Text passage below:

---
title: RCA Diagnostician
type: prompt
subtype: task
tags: [root-cause-analysis, causal-inference, incident-analysis, systems-thinking, safety-engineering, cognitive-bias, diagnostician]
tools: [claude-code, cursor, aider, gemini]
status: draft
created: 2026-04-11
updated: 2026-04-11
version: 1.0.1
related:
  - research-paper-cross-disciplinary-root-cause-analysis.md
  - prompt-task-systematic-debugging.md
  - prompt-task-systematic-bias-audit-and-mitigation.md
  - prompt-task-verification-diagnostician.md
source: research-paper-cross-disciplinary-root-cause-analysis.md
---

# RCA Diagnostician

## When to Use

Use when you need to conduct, evaluate, or improve a root cause analysis — whether for a software incident, a process failure, a safety event, a quality defect, or any adverse outcome where surface symptoms need to be traced to systemic causes.

**Best for:**
- Post-incident analysis / postmortems for software, infrastructure, or security events
- Healthcare adverse event investigations (RCA2-style)
- Manufacturing quality failures (8D, DMAIC)

End of Text passage.

- **Brief 1**:
List every file named under "related:" in the RCA Diagnostician page.
- **Brief 2**:
Resume the RCA Diagnostician page after the line about manufacturing quality failures, and write what comes next.

Data under study below:

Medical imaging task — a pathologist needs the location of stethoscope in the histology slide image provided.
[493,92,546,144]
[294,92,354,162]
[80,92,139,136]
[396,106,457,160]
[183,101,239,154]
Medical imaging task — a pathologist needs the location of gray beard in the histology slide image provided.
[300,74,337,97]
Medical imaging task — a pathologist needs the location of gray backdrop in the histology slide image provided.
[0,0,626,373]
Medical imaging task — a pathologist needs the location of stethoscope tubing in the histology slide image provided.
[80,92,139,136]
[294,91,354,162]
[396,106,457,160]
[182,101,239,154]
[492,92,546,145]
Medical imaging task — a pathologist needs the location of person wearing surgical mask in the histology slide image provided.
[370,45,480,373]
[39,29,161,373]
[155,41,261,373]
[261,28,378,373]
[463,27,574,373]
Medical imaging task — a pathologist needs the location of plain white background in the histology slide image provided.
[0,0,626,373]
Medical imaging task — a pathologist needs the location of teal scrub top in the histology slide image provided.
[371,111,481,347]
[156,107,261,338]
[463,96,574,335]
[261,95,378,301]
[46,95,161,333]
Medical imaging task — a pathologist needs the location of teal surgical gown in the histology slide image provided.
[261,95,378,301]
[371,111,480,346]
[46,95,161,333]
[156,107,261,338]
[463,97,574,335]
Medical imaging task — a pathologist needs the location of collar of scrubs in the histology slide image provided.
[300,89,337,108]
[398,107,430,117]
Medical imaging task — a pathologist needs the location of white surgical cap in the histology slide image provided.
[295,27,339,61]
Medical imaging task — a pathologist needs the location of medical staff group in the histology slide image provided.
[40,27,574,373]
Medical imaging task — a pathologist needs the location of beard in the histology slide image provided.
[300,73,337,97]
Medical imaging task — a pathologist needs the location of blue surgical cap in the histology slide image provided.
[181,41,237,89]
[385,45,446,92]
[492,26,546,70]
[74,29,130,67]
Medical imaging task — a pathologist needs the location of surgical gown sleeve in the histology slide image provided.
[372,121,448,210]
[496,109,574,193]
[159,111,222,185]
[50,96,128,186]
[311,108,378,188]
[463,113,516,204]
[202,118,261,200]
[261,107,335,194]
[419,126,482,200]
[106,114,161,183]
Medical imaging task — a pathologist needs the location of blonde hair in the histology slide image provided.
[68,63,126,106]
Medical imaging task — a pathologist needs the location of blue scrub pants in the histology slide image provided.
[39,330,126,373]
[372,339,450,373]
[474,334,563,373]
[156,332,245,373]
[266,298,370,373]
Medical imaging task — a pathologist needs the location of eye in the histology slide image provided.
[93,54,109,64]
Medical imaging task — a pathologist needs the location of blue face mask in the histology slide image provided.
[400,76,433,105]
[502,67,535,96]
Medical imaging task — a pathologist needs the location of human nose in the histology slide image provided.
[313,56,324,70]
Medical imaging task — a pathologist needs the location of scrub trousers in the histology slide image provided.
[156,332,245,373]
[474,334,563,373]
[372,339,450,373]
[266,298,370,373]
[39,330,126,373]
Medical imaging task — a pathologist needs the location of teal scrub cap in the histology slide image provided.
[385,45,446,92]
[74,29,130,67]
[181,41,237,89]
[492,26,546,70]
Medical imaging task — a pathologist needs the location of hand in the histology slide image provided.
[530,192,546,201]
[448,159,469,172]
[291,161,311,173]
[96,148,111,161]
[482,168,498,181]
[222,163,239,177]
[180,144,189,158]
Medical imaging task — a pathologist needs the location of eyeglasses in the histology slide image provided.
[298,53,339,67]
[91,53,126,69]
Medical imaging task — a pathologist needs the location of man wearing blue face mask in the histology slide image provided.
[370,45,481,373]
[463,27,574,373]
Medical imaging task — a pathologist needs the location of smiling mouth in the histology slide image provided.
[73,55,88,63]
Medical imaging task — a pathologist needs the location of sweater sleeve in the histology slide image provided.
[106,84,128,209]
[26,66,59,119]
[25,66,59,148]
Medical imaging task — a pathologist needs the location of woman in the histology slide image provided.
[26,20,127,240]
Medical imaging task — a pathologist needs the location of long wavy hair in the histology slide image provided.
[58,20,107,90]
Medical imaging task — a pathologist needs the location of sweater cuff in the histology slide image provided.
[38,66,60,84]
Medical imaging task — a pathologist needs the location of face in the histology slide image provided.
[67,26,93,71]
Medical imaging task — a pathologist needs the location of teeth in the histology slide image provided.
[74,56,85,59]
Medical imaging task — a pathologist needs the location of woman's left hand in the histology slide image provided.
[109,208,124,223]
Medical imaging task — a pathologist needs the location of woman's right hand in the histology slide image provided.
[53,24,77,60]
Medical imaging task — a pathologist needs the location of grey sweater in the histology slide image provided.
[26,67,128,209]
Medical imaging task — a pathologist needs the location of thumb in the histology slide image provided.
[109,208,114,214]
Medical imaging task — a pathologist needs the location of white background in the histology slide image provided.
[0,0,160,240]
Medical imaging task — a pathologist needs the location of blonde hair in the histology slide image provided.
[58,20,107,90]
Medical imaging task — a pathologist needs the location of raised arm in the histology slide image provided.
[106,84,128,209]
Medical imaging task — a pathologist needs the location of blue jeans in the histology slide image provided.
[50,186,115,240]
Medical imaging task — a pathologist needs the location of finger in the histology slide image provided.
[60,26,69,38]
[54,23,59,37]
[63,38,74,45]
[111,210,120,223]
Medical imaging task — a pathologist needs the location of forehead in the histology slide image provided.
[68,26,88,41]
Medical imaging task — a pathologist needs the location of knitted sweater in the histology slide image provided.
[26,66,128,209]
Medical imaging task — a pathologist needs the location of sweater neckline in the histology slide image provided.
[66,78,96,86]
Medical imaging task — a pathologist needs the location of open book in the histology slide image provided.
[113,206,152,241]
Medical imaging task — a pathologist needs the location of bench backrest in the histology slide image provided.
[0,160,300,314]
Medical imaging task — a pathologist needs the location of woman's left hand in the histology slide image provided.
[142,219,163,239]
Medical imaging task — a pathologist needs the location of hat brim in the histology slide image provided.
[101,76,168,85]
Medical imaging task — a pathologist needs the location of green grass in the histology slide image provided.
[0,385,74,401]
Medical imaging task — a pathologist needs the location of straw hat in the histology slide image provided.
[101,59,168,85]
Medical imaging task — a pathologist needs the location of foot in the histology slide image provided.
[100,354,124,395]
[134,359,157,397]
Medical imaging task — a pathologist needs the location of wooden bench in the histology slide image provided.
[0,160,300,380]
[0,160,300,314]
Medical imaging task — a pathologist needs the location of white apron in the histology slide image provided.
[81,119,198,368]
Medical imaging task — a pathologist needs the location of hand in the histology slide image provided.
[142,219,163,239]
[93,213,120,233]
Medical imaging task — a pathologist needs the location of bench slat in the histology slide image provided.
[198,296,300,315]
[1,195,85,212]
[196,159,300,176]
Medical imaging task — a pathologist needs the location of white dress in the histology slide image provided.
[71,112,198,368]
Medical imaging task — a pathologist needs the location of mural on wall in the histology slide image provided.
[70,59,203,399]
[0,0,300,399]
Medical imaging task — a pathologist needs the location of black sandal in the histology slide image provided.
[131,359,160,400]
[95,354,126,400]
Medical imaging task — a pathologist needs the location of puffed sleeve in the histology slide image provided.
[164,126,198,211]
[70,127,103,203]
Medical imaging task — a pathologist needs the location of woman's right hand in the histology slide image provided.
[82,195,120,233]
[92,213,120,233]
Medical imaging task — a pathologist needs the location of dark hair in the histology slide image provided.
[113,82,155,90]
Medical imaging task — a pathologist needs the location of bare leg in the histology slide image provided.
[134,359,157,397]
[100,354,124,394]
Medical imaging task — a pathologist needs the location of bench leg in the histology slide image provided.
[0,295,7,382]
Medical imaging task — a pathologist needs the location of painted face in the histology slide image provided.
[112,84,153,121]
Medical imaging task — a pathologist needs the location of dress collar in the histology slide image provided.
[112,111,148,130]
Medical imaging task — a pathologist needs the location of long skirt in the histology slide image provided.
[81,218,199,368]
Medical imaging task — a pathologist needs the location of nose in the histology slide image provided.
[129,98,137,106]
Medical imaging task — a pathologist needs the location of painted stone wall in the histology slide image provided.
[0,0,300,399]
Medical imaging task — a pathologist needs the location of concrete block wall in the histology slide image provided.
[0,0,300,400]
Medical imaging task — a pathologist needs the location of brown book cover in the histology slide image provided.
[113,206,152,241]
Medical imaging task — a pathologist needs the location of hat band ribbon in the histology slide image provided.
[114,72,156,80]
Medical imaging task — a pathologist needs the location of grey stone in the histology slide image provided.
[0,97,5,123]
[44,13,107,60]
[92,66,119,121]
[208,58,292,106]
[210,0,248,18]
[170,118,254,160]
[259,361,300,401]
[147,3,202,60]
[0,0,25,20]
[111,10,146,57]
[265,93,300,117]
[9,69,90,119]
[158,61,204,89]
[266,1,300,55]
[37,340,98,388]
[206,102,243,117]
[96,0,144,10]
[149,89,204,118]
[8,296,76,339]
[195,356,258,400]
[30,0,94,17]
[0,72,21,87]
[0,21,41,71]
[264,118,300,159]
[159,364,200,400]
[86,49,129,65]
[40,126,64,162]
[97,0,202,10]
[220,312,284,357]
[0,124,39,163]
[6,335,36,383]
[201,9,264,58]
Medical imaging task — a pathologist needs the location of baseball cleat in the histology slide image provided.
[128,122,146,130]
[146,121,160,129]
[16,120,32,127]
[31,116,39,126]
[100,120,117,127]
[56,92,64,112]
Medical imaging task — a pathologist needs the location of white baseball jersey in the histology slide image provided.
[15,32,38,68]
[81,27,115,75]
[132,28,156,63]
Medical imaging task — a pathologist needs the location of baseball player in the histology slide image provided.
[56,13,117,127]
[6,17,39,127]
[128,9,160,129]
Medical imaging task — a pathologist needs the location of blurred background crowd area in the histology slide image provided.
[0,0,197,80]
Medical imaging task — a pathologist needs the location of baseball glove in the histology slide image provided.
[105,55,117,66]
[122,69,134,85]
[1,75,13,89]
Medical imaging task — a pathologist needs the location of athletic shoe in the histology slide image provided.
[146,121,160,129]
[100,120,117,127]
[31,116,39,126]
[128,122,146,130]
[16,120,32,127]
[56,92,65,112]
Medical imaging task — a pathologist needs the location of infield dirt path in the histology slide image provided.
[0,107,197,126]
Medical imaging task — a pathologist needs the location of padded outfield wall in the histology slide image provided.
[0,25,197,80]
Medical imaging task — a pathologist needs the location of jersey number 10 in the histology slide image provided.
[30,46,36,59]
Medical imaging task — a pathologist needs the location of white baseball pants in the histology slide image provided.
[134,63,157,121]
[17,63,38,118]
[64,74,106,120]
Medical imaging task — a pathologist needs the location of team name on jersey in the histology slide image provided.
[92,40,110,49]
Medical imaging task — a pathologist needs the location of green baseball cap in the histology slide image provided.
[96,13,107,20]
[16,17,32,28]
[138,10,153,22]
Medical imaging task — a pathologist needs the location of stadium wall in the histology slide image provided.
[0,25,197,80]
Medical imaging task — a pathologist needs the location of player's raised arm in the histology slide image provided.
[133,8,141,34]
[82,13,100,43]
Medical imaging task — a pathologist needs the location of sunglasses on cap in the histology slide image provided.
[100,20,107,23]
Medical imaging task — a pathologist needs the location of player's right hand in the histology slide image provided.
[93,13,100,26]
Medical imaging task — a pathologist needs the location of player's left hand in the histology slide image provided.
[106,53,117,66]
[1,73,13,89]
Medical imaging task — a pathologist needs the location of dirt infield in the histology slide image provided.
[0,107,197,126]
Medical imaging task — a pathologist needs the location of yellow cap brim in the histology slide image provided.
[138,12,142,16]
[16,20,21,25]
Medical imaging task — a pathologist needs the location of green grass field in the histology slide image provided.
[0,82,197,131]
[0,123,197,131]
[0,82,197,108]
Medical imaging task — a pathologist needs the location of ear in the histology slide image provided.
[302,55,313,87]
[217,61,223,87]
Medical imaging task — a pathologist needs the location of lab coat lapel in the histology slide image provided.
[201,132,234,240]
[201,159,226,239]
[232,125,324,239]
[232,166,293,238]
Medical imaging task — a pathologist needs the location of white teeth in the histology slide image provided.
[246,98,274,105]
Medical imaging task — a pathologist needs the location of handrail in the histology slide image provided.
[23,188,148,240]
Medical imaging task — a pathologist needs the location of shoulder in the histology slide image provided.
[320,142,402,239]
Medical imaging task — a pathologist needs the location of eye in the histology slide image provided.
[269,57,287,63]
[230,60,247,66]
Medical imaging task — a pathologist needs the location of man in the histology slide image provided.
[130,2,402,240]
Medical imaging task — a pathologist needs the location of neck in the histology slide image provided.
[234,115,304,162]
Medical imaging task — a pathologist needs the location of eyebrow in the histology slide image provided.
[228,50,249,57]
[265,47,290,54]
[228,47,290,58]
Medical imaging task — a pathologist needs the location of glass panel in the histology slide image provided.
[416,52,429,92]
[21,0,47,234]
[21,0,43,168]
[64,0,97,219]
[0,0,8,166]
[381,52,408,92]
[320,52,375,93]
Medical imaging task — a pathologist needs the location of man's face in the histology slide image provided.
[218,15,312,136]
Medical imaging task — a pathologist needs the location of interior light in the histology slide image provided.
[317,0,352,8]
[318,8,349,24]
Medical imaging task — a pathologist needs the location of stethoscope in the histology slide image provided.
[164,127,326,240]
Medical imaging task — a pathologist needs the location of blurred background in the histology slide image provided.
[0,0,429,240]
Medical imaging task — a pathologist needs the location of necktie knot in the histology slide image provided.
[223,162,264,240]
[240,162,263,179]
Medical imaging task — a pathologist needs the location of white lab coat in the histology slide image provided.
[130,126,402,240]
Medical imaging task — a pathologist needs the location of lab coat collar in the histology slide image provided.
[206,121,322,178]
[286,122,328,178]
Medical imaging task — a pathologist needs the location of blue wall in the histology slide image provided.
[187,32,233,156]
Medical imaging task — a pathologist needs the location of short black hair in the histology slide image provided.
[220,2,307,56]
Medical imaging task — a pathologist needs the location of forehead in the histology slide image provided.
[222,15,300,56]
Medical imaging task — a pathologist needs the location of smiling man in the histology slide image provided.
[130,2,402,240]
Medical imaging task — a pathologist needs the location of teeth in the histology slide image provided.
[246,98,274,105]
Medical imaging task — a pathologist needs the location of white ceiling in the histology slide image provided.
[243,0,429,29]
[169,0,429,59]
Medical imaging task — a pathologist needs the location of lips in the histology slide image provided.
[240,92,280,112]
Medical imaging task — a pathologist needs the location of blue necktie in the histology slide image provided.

End of Data under study.

- **Final answer 1**:
- research-paper-cross-disciplinary-root-cause-analysis.md
- prompt-task-systematic-debugging.md
- prompt-task-systematic-bias-audit-and-mitigation.md
- prompt-task-verification-diagnostician.md

- **Final answer 2**:
- Process or organizational failures where the same problems recur
- Evaluating an existing RCA report for rigor and action quality
- Selecting the right RCA method for a given discipline and evidence regime
- Ensuring AI-assisted investigations maintain causal guardrails
- Evaluating an existing RCA report for rigor (EVALUATE mode — applies the rigor checklist without full investigation)

**Do NOT use when:**
- You need code review (use `prompt-task-iterative-code-review.md`)
- You need a pre-mortem / forward-looking risk assessment (use `prompt-workflow-pre-mortem-planning.md`)
- You need bias detection in a dataset or model (use `prompt-task-systematic-bias-audit-and-mitigation.md`)
- The problem is well-scoped and the root cause is already known — just fix it
- You need legal causation analysis (this tool supports prevention-oriented RCA, not liability determination)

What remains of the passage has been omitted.